Return the rows below unchanged, starting at the line containing "Category: carved stone capital" and ending at the line containing "[245,207,310,385]", with both of those lines included.

# Start of Entries supplied

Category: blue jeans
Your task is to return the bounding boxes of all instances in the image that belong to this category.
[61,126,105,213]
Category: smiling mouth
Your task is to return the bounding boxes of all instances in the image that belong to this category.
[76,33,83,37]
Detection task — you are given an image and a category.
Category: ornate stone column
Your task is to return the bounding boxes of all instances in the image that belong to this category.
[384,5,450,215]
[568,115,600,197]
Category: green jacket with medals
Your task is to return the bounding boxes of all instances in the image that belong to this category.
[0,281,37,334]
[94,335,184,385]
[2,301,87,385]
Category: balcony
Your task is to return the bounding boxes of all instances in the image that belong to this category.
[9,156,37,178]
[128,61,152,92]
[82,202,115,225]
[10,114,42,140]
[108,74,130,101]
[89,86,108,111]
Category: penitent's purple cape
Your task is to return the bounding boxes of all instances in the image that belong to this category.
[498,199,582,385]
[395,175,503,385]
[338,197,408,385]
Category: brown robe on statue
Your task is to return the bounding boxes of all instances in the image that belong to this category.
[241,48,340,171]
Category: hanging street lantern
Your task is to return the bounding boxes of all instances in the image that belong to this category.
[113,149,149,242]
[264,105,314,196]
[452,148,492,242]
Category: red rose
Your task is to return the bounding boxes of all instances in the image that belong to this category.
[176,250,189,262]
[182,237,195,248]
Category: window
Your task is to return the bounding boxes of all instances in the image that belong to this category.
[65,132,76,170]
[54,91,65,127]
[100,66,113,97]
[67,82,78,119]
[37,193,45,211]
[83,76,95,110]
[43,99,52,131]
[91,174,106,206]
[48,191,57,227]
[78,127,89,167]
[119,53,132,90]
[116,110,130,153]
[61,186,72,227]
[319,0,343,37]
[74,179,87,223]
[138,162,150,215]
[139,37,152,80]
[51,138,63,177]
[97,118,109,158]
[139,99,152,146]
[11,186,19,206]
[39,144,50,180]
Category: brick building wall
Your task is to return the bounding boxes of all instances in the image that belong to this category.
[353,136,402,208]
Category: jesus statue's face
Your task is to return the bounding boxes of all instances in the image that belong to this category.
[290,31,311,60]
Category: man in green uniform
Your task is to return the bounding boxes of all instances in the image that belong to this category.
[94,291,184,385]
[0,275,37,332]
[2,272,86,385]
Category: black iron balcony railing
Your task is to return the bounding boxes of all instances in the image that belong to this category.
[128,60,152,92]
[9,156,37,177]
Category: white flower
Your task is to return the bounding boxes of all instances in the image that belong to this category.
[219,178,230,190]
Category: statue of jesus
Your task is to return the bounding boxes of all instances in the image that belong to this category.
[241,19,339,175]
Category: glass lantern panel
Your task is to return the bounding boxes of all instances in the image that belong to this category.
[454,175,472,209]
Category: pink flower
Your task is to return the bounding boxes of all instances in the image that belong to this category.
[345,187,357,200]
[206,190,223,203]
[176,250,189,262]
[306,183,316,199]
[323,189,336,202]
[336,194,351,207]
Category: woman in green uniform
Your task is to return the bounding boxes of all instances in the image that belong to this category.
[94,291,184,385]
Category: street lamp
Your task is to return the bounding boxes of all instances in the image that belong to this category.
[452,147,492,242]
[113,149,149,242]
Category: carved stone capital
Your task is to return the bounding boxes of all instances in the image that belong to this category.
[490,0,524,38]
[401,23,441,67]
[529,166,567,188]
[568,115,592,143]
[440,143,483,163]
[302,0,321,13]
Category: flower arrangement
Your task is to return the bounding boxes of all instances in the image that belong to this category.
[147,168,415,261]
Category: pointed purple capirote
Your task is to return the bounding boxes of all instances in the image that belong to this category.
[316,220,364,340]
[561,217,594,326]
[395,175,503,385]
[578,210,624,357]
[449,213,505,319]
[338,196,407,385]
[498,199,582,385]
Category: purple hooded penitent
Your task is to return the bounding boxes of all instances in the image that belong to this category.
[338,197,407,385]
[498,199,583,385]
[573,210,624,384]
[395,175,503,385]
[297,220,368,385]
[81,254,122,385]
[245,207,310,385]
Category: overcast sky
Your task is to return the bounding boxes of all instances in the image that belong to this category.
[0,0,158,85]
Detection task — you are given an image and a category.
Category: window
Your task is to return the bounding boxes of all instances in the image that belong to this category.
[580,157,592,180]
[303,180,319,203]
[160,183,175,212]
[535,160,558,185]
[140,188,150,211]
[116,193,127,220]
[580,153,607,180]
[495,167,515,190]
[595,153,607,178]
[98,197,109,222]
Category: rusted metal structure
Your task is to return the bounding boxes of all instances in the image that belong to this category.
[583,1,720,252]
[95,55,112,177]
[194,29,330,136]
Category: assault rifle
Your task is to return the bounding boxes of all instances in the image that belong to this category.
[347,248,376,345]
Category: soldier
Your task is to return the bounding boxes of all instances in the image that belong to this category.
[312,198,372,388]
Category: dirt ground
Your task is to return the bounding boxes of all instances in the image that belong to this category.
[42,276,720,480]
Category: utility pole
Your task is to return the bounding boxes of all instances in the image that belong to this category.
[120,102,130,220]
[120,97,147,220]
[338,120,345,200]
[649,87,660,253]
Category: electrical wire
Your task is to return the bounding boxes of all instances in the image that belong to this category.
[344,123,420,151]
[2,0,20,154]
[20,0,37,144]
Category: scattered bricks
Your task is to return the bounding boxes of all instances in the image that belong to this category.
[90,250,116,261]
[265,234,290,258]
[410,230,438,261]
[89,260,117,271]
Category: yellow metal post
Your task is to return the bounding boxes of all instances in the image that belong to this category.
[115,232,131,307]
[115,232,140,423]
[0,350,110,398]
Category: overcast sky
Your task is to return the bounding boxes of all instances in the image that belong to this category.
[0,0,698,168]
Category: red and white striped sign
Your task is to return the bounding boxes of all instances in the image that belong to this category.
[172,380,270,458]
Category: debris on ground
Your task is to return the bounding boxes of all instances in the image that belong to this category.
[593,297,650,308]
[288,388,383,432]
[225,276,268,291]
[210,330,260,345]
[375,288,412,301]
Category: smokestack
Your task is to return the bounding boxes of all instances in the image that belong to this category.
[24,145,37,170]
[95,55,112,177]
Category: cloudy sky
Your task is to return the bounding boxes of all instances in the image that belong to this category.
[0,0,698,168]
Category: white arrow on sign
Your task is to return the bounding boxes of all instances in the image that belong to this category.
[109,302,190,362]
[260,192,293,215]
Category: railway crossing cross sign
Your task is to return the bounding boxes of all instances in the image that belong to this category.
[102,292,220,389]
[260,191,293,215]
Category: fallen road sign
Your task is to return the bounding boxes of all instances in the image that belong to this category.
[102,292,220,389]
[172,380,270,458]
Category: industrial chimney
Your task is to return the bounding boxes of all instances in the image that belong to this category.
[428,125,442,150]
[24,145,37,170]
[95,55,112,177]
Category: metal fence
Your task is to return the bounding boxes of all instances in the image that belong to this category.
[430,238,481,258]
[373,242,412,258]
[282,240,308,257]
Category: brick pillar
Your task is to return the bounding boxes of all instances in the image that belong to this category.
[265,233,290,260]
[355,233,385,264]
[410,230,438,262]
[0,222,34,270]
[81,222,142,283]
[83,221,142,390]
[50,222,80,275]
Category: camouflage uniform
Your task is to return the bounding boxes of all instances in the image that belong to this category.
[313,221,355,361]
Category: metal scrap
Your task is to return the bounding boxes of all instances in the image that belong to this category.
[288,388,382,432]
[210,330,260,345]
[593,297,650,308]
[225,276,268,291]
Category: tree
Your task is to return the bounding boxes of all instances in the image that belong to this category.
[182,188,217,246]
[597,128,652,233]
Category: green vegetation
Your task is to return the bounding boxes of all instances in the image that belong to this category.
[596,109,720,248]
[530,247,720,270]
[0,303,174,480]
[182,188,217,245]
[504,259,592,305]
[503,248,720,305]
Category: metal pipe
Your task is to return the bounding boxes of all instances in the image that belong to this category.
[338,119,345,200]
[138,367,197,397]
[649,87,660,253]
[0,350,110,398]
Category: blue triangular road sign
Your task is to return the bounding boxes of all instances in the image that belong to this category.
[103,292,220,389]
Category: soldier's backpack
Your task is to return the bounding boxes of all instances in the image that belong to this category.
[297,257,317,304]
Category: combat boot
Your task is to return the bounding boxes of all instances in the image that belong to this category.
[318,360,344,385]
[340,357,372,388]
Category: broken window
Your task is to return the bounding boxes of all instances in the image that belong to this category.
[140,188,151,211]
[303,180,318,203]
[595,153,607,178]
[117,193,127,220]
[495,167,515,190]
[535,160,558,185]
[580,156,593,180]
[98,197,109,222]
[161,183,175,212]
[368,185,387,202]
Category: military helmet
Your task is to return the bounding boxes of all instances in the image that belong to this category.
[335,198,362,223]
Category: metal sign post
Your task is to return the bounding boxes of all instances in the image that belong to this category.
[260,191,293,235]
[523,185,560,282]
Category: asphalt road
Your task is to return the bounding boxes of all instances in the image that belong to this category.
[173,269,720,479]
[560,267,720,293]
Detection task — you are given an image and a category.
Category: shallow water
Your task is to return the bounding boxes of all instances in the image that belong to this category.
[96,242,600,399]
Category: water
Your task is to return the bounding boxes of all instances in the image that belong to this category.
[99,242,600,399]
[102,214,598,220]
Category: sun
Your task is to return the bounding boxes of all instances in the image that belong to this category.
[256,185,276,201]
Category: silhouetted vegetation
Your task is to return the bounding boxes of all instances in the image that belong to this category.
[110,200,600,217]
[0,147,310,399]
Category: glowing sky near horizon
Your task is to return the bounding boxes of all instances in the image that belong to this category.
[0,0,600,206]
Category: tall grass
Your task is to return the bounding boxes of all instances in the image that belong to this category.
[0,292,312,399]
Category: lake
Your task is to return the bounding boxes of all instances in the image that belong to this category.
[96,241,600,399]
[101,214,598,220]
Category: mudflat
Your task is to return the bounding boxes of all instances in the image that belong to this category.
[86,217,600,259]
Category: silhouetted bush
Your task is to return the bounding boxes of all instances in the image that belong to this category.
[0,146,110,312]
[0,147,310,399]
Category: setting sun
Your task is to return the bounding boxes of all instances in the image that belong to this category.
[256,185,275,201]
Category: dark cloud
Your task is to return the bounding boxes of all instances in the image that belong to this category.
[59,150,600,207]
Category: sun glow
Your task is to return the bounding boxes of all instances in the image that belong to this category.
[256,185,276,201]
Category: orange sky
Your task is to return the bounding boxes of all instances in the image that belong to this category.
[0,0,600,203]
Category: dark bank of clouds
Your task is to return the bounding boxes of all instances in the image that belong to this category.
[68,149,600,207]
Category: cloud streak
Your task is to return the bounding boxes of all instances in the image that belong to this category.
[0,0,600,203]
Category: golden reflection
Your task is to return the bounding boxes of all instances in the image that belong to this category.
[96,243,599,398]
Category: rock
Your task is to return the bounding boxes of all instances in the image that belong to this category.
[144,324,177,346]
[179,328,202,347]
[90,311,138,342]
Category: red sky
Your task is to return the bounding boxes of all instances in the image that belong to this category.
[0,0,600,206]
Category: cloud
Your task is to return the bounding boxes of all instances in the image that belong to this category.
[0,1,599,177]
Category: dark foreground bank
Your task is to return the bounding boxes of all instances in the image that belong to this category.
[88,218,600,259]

# End of Entries supplied

### Task result
Category: carved stone capital
Your task is to return the bounding boxes of all instances in the image that belong to this category.
[490,0,524,38]
[401,23,441,67]
[529,166,567,188]
[568,115,592,143]
[440,143,483,163]
[302,0,321,13]
Category: flower arrangement
Your task is to return the bounding boxes of all instances in the image that belong to this category.
[147,168,415,261]
Category: pointed purple capirote
Your task is to return the bounding boxes of all instances in the image that belong to this category.
[316,220,364,340]
[561,217,594,326]
[395,175,503,385]
[578,210,624,357]
[449,213,505,319]
[338,196,407,385]
[498,199,582,385]
Category: purple hooded penitent
Your task is to return the bounding boxes of all instances in the image that belong to this category.
[338,197,407,385]
[498,199,583,385]
[573,210,624,384]
[395,175,503,385]
[297,220,368,385]
[81,254,122,385]
[245,207,310,385]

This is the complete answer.